=== Work required ===
Reproduce the listing below line for line, leaving out the picture.

=== Data ===
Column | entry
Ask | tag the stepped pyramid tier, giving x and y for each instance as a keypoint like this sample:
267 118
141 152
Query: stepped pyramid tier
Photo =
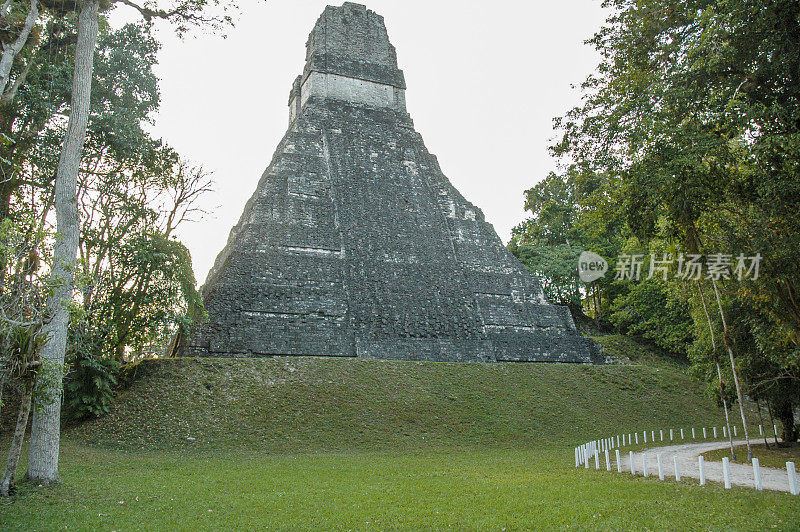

=== Answer to this task ===
Column | entry
Ask | tag the stepped pyramid tier, giving x and y for each instance as a keypoint like this sample:
267 118
141 152
Query: stepped pyramid tier
Photo =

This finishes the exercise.